§ Raw records:
[start]

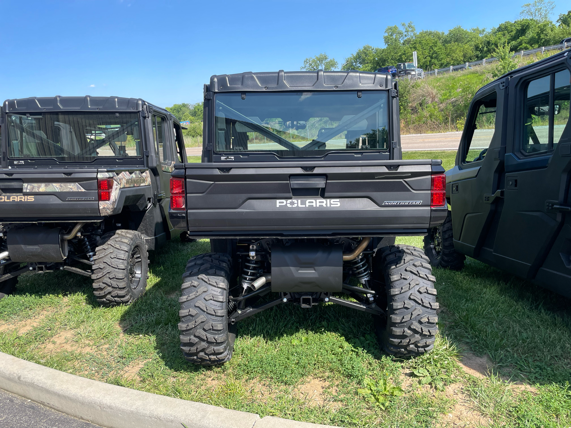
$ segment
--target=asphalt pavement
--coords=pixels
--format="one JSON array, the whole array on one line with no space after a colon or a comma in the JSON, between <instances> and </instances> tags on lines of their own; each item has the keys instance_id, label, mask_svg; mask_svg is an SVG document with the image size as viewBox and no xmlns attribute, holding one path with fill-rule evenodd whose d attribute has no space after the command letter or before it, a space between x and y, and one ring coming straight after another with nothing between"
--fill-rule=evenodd
<instances>
[{"instance_id":1,"label":"asphalt pavement","mask_svg":"<svg viewBox=\"0 0 571 428\"><path fill-rule=\"evenodd\" d=\"M0 389L0 428L100 428Z\"/></svg>"},{"instance_id":2,"label":"asphalt pavement","mask_svg":"<svg viewBox=\"0 0 571 428\"><path fill-rule=\"evenodd\" d=\"M475 135L472 142L474 148L488 147L493 134L493 130L482 130ZM481 134L480 135L480 134ZM489 134L488 135L488 134ZM462 132L442 132L440 134L419 134L401 135L400 144L403 151L420 151L423 150L457 150L460 142ZM481 140L481 141L480 141ZM200 156L202 147L186 149L187 156Z\"/></svg>"}]
</instances>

[end]

§ Exercise details:
Restate each entry word for word, leaving out any pictures.

§ Solution to the exercise:
$ segment
--target=asphalt pavement
--coords=pixels
--format="one JSON array, the whole array on one line with no space after a colon or a comma in the JSON, between <instances> and </instances> tags on lines of their own; each item has the keys instance_id, label, mask_svg; mask_svg is an SVG document with the image size as viewBox and no xmlns attribute, holding one path with fill-rule evenodd whose d attribute has no space after the command letter or before it, a space between x and y, and one ring coming straight after another with nothing between"
--fill-rule=evenodd
<instances>
[{"instance_id":1,"label":"asphalt pavement","mask_svg":"<svg viewBox=\"0 0 571 428\"><path fill-rule=\"evenodd\" d=\"M0 389L0 428L100 428Z\"/></svg>"},{"instance_id":2,"label":"asphalt pavement","mask_svg":"<svg viewBox=\"0 0 571 428\"><path fill-rule=\"evenodd\" d=\"M475 135L472 142L474 148L488 147L493 134L493 130L482 130ZM481 134L480 135L480 134ZM489 134L488 135L488 134ZM462 132L442 132L440 134L419 134L401 135L400 144L403 151L420 151L423 150L457 150L460 142ZM481 140L481 141L480 141ZM200 156L202 147L186 149L187 156Z\"/></svg>"}]
</instances>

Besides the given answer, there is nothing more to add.